FRAGMENTO DEL TEXTO:
Sábado, 27 de octubre de 2007 | Hoy
NOTA DE TAPA
Por Mariano Ribas
No existen. Nunca existieron. Y sin embargo, alguna vez tuvieron su lugar en la historia de la astronomía: mundos que fueron buscados, olfateados, teorizados o simplemente soñados. Y hasta bautizados con atractivos y sonoros nombres: Vulcano, Neith, Faetón, Clarión y tantos más. Hipotéticos planetas y satélites de nuestro Sistema Solar que durante años y décadas mantuvieron en vilo las mentes y los telescopios de algunos de los astrónomos más grandes de todos los tiempos. Y que en alguno que otro caso hasta creyeron ser vistos, alimentando la llama de una fantasía que ha sobrevivido hasta nuestros días, reciclada por mitos extraterrestres tan espectaculares como ingenuos. La propuesta aquí planteada puede sonar un tanto insólita y completamente paradójica: viajar en el tiempo para conocer las (irresistibles) historias de mundos que nunca existieron.

Entradas del conjunto de datos:
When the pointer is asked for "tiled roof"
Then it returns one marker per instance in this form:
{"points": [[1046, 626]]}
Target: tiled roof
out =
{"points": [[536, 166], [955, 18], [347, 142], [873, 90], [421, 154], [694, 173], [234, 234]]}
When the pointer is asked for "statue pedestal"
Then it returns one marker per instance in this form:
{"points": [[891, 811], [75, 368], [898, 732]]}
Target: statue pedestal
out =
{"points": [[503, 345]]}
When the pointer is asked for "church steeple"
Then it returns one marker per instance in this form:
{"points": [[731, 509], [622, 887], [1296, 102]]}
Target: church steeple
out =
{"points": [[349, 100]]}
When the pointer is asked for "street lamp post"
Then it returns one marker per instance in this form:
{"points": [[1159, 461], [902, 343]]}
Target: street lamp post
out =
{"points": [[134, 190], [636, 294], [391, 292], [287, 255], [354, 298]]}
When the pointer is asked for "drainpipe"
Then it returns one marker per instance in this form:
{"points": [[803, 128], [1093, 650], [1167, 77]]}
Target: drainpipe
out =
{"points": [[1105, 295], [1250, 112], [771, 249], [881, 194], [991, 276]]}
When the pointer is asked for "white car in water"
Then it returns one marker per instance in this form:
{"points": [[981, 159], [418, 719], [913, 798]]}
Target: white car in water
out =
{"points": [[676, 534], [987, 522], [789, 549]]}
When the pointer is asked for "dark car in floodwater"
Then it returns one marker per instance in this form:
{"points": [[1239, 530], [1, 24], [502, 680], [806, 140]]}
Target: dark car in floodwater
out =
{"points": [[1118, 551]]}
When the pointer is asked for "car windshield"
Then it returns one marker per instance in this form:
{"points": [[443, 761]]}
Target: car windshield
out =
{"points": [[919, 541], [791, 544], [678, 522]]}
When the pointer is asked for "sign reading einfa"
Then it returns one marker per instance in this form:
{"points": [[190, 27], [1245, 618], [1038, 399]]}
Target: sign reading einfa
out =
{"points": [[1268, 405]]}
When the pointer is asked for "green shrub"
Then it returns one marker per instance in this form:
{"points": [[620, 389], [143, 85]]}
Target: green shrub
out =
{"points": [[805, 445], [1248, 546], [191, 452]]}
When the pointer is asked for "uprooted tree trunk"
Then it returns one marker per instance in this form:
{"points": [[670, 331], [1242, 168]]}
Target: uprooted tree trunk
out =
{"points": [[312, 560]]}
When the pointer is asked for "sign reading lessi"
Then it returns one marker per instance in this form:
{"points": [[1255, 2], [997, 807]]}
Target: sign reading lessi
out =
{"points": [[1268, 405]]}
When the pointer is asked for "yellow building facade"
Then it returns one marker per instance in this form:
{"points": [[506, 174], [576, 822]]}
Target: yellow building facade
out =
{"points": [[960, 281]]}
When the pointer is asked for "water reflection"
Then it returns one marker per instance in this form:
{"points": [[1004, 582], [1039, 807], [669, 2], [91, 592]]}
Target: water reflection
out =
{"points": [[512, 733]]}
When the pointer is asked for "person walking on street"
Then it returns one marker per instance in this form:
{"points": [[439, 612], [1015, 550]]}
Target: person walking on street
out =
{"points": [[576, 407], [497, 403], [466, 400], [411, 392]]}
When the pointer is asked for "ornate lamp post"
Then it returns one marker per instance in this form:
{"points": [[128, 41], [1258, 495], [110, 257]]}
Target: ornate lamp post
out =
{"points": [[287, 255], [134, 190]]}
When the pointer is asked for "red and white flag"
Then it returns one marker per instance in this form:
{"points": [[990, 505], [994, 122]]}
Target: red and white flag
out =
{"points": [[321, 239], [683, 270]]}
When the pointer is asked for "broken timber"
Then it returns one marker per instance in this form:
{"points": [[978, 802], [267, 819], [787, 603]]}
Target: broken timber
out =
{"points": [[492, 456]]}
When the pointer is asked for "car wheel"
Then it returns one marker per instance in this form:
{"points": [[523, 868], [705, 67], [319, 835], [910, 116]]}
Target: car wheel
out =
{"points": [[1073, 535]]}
* * *
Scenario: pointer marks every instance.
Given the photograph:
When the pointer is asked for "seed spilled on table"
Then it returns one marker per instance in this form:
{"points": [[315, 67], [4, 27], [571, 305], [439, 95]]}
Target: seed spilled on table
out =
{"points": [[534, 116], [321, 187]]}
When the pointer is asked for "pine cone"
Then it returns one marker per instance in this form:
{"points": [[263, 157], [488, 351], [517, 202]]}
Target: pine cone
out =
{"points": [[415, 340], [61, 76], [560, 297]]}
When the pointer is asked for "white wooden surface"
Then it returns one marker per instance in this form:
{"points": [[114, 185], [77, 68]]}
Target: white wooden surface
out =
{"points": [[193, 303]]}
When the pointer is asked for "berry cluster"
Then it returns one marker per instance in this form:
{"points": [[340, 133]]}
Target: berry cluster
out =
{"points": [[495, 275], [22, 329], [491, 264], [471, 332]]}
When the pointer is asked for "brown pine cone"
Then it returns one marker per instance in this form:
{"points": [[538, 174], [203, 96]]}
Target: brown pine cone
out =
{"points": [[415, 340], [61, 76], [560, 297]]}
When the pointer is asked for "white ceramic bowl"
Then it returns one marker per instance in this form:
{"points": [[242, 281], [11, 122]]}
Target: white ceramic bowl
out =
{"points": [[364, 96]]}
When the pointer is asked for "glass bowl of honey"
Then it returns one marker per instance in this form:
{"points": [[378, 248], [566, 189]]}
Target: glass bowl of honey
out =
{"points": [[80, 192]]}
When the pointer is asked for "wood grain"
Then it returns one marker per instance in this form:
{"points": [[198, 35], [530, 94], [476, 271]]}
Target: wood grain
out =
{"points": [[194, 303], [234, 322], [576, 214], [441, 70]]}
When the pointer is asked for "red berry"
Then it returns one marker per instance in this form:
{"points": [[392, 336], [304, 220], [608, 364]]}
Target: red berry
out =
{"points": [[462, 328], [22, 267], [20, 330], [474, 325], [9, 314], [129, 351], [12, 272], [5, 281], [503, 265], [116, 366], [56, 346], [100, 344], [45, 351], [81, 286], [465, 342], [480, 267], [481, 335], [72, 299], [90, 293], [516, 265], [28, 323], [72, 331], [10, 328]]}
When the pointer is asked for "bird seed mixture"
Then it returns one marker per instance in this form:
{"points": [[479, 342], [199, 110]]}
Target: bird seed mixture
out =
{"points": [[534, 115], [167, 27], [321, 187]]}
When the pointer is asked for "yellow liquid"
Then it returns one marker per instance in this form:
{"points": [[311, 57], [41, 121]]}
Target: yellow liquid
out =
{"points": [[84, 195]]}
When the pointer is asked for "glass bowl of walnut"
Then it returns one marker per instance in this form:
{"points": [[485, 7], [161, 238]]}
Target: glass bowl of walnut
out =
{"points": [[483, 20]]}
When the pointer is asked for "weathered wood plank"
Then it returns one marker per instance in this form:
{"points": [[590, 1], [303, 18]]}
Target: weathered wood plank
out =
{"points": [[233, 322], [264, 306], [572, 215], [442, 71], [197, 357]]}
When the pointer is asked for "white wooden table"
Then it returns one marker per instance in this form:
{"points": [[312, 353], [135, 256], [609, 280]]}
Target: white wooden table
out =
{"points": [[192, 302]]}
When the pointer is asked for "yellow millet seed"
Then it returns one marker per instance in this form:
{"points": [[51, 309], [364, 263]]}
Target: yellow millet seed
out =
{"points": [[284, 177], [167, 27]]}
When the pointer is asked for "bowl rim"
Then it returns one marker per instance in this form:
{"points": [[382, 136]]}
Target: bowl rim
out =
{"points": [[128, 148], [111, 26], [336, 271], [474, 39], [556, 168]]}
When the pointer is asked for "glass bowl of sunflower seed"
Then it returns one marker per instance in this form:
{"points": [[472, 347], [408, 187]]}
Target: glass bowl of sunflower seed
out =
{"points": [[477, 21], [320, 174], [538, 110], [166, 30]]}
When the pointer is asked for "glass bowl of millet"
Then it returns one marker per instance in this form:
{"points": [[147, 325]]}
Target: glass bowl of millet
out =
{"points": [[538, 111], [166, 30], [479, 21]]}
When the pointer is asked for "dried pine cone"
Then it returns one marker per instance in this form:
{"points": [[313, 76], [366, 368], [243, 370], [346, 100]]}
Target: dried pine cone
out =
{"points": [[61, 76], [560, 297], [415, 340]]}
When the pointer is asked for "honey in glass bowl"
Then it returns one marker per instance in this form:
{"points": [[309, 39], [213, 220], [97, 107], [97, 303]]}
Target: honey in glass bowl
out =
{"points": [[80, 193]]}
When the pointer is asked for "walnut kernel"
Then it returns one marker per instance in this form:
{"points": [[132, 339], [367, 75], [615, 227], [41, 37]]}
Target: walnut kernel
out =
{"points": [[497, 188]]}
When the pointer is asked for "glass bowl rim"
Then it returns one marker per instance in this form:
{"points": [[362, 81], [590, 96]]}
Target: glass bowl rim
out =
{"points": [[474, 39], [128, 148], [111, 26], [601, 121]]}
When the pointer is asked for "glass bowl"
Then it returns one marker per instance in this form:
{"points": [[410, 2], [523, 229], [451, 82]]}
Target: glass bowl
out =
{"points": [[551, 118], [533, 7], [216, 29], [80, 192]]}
---
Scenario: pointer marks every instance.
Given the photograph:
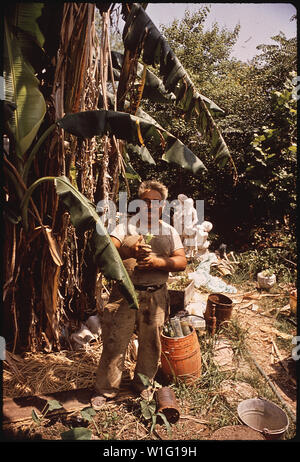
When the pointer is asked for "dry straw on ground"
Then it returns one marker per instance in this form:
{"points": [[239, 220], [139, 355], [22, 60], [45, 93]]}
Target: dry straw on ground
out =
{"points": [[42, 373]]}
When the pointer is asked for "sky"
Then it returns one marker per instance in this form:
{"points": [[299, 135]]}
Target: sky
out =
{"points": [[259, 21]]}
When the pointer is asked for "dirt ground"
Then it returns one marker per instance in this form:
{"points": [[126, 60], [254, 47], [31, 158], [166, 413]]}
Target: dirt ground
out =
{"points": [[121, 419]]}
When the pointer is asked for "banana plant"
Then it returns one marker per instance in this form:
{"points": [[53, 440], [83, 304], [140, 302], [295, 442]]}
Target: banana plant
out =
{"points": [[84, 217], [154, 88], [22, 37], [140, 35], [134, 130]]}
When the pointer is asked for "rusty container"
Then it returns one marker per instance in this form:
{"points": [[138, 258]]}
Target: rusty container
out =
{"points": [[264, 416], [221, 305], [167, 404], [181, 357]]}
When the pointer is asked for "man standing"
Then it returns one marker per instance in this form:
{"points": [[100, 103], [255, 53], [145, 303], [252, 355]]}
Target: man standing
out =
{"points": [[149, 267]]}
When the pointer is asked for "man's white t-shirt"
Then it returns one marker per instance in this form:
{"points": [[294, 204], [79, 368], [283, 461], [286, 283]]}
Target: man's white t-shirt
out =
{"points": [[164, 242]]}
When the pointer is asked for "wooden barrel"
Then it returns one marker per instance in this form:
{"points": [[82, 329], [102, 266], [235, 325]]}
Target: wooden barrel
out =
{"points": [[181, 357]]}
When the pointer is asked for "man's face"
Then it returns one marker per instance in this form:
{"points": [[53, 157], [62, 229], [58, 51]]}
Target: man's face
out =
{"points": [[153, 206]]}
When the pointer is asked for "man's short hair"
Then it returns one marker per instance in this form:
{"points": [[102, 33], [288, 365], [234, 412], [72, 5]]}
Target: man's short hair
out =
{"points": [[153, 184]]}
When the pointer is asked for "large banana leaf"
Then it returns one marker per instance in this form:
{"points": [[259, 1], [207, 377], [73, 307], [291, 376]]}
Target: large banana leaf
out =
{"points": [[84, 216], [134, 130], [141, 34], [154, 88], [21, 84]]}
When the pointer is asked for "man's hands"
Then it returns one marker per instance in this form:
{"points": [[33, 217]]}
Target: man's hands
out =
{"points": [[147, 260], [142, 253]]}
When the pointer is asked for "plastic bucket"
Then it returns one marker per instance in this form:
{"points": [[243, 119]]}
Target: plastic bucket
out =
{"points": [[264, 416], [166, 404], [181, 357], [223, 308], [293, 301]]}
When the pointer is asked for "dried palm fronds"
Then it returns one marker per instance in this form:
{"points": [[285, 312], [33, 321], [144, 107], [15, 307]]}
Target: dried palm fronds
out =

INSTRUCCIÓN DE TRABAJO 1:
Por favor, resume en forma de lista el párrafo que comienza con «No existen. Nunca existieron» del texto sobre mundos hipotéticos, sin perder sus datos principales.
INSTRUCCIÓN DE TRABAJO 2:
Sigue escribiendo el texto sobre mundos hipotéticos a partir de su última oración.
No hace falta usar las filas.

RESPUESTA FINAL 1:
- Son planetas y satélites hipotéticos de nuestro Sistema Solar que nunca existieron.
- Aun así, tuvieron su lugar en la historia de la astronomía: fueron buscados, olfateados, teorizados o soñados.
- Algunos hasta recibieron nombres, como Vulcano, Neith, Faetón y Clarión.
- Durante años y décadas ocuparon las mentes y los telescopios de algunos de los mayores astrónomos.
- En ciertos casos se creyó haberlos visto, lo que alimentó una fantasía que sigue viva, reciclada por mitos extraterrestres.
- La propuesta es viajar en el tiempo para conocer las historias de estos mundos inexistentes.

RESPUESTA FINAL 2:
Poco antes de descubrir matemáticamente la presencia de Neptuno (en 1846) a partir de rarezas observadas en los movimientos de Urano, el enorme astrónomo francés Urbain Jean Joseph Leverrier (1811-1877) también notó rarezas orbitales en otro planeta mucho más cercano a la Tierra: Mercurio. Aun considerando los efectos gravitatorios de los demás planetas (y del Sol, por supuesto), Leverrier observó que durante su perihelio (punto más cercano a nuestra estrella), Mercurio se movía ligeramente más rápido de lo que debía. Y entonces, le echó la culpa a un hipotético planeta aún más cercano al Sol. Y por lo tanto, muy caliente. Justamente por eso, Leverrier lo bautizó Vulcano, como el dios romano del fuego. Vulcano sería, quizás, el que acelerara un poquito a su vecino. De todos modos, Leverrier se tomó las cosas con calma. Y cuando estuvo lo suficientemente convencido, a fines de la década de 1850, presentó su trabajo a la Academia de Ciencias de París.
Y entonces, se desató la “vulcanomanía”: astrónomos profesionales y amateurs de toda Europa se lanzaron a la cacería del supuesto planeta infernal. De todos modos, se sabía muy bien que la búsqueda iba a ser muy complicada, porque Vulcano siempre aparecería muy cerca del Sol en el cielo. En diciembre de 1859, Leverrier recibió la carta de un médico, aficionado a la astronomía, que le contaba que en marzo de ese año había visto un “objeto negro y redondo” que se movía lentamente por delante del Sol. Entusiasmado, Leverrier fue a visitar al doctor Lescabault a su casa, en la villa de Orgeres. Y con los datos que le aportó, calculó que Vulcano era varias veces más chico que Mercurio (que mide casi 5000 km), y que tardaba 19 días en dar una vuelta al Sol (nada mal para un planeta que no existía). Al volver a París, Leverrier se ocupó personalmente de que el doctor Lescabault fuese premiado con la Legión de Honor.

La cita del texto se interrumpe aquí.